> TEXT BLOCK
Building a Better Way to Decode the Genome
Gradually eliminating low-affinity binding sites identified by NRLB (from left to right) results in a gradual reduction of gene expression (white); Credit: Mann Lab/Columbia’s Zuckerman Institute
As reported by the Zuckerman Mind Brain Behavior Institute, Columbia University researchers have developed a new computational method for deciphering DNA’s most well-kept secrets, and this new algorithm may help find the links between genes and disease.
The researchers included lead PI at Zuckerman Richard Mann , PhD, with collaborator, Harmen Bussemaker , PhD, both faculty members of the Department of Systems Biology. They recently published their findings in the Proceedings of the National Academy of Sciences .

> TO DO
A) Please extract the stretch of the article on decoding the genome from "The researchers included" through "of Sciences .".
B) According to the article on decoding the genome, in which journal did the researchers publish their findings?
Use only the article on decoding the genome, with no outside knowledge.

> DATA EXCERPTS
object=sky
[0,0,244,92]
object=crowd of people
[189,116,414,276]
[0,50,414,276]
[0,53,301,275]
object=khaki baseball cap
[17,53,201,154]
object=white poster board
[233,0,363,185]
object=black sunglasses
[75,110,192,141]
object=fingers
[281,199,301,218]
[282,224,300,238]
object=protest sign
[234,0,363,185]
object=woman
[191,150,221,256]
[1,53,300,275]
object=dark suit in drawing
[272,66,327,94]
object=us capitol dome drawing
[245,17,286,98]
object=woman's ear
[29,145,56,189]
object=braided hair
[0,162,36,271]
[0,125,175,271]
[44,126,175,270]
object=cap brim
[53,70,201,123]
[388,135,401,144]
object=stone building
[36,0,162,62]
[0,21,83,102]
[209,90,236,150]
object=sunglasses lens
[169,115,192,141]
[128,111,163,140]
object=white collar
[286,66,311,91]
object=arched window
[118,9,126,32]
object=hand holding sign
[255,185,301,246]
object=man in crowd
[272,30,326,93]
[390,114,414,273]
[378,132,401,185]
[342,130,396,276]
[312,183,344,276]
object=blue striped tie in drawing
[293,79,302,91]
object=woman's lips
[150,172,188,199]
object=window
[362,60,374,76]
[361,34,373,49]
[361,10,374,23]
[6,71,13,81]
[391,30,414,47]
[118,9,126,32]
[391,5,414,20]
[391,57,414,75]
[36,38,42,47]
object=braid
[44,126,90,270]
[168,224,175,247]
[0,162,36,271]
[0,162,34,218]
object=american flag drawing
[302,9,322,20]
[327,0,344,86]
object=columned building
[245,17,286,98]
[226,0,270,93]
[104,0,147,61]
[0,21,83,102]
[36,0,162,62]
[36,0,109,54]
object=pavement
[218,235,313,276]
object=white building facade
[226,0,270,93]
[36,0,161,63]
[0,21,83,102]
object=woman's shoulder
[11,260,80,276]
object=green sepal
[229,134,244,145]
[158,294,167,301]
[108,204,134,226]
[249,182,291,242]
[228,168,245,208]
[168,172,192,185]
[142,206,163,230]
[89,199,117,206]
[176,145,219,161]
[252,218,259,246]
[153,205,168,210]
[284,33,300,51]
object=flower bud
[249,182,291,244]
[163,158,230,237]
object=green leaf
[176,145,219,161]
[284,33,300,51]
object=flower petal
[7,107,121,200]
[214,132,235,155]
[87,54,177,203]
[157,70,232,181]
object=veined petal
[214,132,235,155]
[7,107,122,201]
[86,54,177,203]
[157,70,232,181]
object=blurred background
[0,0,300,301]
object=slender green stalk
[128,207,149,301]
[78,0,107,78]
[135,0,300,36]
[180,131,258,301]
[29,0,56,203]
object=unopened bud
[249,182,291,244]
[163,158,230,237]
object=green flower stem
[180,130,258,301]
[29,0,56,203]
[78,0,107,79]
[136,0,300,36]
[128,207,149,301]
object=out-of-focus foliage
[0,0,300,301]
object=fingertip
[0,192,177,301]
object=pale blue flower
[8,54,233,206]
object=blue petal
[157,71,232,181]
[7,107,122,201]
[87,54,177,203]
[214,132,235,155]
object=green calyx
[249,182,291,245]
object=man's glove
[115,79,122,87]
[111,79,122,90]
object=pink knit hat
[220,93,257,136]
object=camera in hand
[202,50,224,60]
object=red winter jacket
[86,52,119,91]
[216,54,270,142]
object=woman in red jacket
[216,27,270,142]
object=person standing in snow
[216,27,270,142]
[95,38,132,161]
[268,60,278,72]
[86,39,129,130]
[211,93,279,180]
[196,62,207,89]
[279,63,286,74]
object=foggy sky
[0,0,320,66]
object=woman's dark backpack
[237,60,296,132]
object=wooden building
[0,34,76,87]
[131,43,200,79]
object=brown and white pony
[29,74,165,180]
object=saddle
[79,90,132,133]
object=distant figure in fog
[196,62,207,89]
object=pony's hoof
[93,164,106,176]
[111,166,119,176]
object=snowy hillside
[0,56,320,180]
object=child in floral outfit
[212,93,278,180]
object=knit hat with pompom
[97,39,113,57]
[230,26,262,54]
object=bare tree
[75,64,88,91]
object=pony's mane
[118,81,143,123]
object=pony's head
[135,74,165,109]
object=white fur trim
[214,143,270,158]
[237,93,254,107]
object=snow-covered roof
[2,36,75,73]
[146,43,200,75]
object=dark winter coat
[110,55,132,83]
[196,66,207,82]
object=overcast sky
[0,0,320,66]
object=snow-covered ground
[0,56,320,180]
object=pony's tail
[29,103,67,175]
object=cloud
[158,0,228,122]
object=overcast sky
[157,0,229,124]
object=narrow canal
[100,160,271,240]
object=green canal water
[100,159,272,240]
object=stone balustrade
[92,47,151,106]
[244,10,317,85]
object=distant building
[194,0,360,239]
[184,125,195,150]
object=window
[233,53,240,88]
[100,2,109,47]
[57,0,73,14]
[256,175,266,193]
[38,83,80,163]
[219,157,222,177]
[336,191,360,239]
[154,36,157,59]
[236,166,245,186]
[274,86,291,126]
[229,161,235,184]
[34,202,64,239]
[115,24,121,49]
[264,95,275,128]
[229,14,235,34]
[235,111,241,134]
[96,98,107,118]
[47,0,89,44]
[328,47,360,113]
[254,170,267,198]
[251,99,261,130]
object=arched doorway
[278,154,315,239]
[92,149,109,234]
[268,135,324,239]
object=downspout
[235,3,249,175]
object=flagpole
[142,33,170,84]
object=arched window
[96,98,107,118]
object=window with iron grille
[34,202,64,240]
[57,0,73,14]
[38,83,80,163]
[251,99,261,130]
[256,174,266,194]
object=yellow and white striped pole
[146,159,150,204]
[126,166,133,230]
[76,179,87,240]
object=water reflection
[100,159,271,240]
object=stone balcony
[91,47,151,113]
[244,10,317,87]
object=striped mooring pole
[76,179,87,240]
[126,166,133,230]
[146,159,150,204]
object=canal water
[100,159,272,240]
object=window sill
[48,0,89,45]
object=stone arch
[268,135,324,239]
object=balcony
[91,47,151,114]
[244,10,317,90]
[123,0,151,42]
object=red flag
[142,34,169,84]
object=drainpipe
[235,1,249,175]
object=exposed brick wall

> SOLUTIONS TO EACH TASK
A)
The researchers included lead PI at Zuckerman Richard Mann , PhD, with collaborator, Harmen Bussemaker , PhD, both faculty members of the Department of Systems Biology. They recently published their findings in the Proceedings of the National Academy of Sciences .

B) The Proceedings of the National Academy of Sciences.